**GOAL OF THE EXERCISE**
Return the exact lines spanning from the line with "Locate the dark background" through the last line of the entries, boundaries included, and no others.

**GIVEN RECORDS**
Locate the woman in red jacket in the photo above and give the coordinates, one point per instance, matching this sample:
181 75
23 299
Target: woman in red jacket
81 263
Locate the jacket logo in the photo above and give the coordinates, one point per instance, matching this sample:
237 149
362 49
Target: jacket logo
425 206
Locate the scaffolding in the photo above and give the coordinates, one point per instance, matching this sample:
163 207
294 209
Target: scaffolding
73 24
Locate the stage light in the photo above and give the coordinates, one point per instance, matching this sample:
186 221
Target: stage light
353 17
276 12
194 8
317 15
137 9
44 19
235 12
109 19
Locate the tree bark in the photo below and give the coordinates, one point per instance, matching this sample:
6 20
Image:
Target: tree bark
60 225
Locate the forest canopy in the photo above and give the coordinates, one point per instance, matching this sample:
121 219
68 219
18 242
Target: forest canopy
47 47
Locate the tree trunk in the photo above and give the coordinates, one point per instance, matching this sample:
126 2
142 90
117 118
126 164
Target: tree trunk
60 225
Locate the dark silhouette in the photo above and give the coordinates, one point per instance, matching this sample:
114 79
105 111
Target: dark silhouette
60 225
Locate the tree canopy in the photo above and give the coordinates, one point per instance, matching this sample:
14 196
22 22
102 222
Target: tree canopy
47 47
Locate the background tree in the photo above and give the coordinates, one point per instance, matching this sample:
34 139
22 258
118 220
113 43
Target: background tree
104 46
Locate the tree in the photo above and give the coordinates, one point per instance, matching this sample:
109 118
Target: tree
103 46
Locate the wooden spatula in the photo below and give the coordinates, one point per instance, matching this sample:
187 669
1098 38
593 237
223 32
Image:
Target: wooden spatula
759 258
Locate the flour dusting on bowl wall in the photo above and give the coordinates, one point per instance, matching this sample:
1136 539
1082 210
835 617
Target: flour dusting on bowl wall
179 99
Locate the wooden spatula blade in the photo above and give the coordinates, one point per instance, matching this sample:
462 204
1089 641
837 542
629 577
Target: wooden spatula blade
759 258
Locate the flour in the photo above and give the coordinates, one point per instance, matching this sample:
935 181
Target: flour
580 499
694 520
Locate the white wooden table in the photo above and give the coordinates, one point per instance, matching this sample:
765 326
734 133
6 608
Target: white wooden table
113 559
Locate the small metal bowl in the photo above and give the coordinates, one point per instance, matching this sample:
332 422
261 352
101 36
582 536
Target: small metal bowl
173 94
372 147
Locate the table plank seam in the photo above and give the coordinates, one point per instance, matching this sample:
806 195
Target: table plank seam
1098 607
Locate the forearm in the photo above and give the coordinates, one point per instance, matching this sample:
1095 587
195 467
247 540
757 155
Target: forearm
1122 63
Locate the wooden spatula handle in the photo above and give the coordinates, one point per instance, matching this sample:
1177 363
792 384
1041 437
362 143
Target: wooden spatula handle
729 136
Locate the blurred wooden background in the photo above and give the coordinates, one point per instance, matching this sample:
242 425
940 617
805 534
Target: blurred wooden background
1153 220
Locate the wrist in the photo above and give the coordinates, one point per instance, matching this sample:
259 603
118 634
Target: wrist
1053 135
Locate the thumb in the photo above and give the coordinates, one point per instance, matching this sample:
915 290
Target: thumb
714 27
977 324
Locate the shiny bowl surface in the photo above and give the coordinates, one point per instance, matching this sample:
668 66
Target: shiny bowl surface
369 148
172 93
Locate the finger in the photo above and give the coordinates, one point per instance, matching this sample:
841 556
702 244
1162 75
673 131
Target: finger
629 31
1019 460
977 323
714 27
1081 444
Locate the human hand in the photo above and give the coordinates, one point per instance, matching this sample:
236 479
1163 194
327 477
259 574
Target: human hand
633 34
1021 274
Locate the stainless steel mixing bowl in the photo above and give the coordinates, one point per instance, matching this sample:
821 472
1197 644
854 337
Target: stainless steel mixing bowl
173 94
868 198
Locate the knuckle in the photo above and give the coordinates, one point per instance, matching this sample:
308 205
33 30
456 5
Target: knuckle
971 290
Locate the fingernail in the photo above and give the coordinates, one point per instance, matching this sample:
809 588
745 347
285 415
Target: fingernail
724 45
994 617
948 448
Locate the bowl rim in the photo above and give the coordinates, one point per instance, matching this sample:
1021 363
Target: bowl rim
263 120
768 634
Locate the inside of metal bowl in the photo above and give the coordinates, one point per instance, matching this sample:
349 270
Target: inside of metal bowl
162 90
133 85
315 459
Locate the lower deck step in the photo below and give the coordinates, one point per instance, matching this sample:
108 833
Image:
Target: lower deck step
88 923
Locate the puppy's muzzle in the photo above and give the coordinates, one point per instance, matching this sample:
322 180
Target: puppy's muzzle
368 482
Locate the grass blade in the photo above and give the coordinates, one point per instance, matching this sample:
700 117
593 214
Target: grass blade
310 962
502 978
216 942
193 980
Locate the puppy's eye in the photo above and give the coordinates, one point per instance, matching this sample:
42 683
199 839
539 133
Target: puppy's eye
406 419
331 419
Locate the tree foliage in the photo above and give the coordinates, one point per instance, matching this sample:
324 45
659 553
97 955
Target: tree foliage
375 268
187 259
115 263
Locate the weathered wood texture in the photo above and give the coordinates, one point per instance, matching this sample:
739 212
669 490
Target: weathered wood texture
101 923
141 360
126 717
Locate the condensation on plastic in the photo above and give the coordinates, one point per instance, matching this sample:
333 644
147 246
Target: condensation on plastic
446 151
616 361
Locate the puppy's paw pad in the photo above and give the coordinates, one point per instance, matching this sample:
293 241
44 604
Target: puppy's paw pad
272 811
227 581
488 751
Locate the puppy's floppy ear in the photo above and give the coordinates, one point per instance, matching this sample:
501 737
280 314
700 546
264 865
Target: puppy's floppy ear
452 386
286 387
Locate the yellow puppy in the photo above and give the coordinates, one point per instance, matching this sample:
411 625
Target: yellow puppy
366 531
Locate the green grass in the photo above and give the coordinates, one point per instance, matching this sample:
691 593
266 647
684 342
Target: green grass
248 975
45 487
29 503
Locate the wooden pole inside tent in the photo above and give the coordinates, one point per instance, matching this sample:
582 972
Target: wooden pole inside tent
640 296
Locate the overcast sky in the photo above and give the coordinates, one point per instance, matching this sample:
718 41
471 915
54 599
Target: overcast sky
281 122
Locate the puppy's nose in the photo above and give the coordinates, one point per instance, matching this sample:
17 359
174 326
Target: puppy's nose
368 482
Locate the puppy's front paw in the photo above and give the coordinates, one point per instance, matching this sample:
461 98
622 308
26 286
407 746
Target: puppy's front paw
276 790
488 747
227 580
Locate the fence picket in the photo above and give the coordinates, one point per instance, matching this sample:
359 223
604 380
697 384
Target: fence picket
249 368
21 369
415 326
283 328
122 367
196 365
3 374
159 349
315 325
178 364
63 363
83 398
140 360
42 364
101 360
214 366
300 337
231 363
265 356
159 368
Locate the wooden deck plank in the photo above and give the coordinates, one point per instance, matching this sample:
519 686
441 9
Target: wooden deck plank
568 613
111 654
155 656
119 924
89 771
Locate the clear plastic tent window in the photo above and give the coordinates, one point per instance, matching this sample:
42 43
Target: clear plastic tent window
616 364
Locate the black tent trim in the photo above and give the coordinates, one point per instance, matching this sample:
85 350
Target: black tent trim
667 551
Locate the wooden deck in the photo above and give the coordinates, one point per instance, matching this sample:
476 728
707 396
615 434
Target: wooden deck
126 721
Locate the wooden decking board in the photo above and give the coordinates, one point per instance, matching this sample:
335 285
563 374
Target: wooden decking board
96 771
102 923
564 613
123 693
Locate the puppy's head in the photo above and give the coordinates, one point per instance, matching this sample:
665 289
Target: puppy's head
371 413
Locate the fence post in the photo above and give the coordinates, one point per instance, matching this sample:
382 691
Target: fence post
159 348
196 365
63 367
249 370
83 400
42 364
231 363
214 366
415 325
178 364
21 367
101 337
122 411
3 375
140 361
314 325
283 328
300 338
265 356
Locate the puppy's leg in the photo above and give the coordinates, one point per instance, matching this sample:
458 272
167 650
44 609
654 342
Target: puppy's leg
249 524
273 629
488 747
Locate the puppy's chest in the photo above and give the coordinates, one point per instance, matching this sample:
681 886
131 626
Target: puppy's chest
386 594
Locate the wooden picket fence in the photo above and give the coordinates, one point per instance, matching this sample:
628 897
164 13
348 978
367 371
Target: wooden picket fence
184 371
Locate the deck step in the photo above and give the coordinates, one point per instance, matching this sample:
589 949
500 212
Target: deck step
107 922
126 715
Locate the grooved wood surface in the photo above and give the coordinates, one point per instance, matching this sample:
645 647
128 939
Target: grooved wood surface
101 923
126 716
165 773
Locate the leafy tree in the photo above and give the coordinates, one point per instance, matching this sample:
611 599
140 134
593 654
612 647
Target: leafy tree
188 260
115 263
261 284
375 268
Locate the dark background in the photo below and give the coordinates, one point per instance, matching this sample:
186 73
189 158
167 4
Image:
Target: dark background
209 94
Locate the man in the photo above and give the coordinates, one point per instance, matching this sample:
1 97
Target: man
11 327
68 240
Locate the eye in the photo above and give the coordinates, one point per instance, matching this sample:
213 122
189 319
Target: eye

**FULL ANSWER**
Locate the dark background in the photo below and give the coordinates, one point per instance, matching this sample:
186 73
189 158
167 4
Image:
Target: dark background
209 94
Locate the man in the photo above and give the coordinates, one point per instance, matching this sample:
1 97
Target: man
11 327
68 240
Locate the eye in the photo above and give the coordinates, one point per instance, matching this sample:
213 122
189 319
Target: eye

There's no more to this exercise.